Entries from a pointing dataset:
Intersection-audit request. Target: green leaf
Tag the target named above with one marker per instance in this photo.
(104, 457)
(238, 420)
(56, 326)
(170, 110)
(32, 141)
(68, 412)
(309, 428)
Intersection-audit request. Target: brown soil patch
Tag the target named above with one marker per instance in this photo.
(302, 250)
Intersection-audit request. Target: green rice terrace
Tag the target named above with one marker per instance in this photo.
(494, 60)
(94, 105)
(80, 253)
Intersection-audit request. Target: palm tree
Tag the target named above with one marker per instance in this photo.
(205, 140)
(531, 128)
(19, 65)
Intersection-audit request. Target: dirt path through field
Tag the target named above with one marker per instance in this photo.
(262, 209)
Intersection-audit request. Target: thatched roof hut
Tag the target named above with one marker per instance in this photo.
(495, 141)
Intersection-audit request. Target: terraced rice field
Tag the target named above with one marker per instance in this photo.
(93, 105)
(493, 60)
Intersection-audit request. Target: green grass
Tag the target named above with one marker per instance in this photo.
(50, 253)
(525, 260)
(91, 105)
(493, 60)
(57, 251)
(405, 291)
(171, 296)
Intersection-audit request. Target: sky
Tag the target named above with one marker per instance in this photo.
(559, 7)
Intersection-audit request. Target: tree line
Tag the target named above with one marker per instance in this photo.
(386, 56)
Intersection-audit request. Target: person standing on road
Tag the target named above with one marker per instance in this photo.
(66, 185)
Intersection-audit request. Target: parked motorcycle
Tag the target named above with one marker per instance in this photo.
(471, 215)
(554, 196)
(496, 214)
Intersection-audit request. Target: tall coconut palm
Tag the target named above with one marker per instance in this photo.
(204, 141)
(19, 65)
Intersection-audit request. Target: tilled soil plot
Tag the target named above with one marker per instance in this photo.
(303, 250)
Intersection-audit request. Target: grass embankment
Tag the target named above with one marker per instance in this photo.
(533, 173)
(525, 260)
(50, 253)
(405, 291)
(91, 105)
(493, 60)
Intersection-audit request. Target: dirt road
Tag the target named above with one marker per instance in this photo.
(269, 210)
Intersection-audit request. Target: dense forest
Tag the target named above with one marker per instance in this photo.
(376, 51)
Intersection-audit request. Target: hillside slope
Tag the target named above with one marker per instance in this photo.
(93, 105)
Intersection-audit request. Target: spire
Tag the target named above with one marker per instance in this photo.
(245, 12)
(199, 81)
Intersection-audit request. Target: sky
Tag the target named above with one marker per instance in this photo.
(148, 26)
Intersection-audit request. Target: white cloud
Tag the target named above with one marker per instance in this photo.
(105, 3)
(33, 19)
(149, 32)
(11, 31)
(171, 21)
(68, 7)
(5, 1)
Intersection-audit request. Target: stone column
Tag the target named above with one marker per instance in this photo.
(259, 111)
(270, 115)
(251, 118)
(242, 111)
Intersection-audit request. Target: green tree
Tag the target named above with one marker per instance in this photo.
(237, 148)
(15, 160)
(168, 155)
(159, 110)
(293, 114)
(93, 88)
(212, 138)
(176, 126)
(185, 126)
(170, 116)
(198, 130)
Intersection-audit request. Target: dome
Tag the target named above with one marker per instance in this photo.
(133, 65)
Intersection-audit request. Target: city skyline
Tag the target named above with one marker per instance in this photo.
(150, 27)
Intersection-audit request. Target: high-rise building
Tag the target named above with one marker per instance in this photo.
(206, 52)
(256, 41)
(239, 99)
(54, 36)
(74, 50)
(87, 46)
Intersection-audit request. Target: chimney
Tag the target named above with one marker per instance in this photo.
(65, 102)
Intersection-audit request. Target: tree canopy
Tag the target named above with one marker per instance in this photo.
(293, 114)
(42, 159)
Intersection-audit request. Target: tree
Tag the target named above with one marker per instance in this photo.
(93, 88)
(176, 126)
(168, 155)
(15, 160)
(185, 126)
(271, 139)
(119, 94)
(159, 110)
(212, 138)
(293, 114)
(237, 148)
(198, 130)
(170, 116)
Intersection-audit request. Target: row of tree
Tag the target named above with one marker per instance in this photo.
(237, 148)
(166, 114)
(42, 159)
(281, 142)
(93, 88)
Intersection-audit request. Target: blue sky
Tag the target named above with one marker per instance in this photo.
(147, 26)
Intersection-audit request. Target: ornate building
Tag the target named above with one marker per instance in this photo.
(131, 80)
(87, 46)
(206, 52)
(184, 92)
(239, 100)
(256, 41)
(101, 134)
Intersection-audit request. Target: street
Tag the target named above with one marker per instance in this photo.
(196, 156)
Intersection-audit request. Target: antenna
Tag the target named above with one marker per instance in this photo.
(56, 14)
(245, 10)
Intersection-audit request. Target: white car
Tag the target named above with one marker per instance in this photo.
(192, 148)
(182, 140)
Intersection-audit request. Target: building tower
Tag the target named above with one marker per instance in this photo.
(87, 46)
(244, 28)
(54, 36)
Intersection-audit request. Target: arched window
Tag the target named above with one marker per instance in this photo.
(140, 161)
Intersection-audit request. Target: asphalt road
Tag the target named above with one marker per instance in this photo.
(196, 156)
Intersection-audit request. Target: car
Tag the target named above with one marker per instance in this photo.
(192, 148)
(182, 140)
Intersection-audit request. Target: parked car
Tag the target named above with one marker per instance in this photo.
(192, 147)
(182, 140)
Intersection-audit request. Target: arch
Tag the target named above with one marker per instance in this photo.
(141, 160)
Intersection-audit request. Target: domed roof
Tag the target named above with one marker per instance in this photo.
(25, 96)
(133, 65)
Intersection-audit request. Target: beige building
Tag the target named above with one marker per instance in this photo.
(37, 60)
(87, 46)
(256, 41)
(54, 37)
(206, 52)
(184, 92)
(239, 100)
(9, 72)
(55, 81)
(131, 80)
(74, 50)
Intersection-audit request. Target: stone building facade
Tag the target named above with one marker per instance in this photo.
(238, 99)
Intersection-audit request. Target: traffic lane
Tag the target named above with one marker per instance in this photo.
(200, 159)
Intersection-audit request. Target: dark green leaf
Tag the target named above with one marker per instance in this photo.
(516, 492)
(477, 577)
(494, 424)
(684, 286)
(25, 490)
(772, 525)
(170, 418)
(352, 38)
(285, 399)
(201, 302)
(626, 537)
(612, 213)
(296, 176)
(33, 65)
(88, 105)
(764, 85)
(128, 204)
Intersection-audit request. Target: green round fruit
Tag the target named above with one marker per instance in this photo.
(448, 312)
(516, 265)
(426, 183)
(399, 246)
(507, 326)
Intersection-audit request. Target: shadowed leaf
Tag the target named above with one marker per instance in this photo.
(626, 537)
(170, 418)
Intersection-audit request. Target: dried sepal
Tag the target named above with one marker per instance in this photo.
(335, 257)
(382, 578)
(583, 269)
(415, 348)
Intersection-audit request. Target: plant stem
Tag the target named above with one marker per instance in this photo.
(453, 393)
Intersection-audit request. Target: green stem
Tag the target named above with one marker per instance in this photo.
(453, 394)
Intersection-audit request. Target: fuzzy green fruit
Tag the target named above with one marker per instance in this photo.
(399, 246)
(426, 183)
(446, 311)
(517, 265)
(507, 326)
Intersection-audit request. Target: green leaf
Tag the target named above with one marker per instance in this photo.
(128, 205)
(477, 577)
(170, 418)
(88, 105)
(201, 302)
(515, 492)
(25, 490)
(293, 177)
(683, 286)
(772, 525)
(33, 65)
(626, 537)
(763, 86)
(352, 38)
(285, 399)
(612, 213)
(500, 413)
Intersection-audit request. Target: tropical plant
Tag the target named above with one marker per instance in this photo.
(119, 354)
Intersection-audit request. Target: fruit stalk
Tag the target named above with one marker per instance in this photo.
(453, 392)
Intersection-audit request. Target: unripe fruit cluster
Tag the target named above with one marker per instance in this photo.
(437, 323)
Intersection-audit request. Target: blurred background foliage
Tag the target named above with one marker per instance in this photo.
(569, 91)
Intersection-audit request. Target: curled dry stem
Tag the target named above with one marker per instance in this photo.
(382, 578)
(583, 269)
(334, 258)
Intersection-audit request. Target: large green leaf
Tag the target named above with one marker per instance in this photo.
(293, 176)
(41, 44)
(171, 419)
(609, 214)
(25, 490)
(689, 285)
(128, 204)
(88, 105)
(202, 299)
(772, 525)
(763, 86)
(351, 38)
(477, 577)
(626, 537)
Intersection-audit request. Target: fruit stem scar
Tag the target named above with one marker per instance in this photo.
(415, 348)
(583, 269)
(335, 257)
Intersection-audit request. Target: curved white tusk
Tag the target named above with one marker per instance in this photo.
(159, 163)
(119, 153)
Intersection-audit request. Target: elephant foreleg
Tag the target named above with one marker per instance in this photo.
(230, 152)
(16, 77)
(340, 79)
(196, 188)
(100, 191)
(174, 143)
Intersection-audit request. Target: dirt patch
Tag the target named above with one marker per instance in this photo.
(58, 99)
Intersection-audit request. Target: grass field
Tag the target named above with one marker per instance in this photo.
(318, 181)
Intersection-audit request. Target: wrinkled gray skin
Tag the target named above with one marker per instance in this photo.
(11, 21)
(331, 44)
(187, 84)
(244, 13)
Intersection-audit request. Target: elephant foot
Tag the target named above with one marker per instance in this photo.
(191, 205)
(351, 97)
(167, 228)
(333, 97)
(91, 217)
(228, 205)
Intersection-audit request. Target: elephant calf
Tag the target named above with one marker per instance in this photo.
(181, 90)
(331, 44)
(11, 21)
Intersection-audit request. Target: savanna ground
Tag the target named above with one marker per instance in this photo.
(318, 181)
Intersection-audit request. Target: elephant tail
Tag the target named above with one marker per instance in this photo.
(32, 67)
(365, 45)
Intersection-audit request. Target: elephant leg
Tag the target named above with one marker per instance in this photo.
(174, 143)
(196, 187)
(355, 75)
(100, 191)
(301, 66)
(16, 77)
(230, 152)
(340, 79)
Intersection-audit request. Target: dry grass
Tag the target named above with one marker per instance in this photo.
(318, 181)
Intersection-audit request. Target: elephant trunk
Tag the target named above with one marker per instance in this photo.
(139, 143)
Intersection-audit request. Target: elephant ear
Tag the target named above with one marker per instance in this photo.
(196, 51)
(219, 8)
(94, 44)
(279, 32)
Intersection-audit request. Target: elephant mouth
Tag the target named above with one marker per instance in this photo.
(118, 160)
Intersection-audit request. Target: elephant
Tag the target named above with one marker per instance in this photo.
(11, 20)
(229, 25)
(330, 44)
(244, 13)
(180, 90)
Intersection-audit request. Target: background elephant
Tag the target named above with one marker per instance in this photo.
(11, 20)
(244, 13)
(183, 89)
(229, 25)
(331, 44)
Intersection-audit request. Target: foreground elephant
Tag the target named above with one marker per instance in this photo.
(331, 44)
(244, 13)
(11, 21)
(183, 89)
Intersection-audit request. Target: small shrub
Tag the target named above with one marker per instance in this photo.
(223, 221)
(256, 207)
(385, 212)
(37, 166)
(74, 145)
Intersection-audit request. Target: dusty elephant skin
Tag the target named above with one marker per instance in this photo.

> [Do this]
Copy out the lines from the line containing "Intersection-audit request. Target: dry grass" to the end of the listing above, without alteration.

> [Finished exercise]
Intersection-audit request. Target: dry grass
Tag the target named above with one marker per instance in this photo.
(318, 181)
Intersection-audit request. Target: elephant trunk
Tag the target named above with one marker per instance in this photo.
(139, 143)
Intersection-audit request. Target: elephant ear
Tag the target named above with one marker per instance in this photo.
(196, 51)
(219, 8)
(94, 44)
(279, 32)
Intersection-audit request. Target: elephant mouth
Tag the target named above with one marker per instance in this photo.
(118, 160)
Intersection-audit request. Target: elephant
Tag the target named above with one marker per instance in this photo.
(11, 20)
(229, 25)
(330, 44)
(244, 13)
(180, 90)
Intersection-audit request. Target: background elephant
Tag the target named above with one marker per instance in this photo.
(11, 20)
(244, 13)
(183, 89)
(229, 25)
(331, 44)
Intersection-audit request. Target: foreground elephant
Tag the target named above with one marker per instance in this photo.
(331, 44)
(244, 13)
(11, 21)
(183, 89)
Intersection-audit request. Target: small shrub
Tag the target named above with one marker per instance in this photo.
(223, 221)
(256, 207)
(385, 212)
(37, 166)
(74, 145)
Intersection-audit request. Target: dusty elephant skin
Tag the target named above with one marker per instance in this photo.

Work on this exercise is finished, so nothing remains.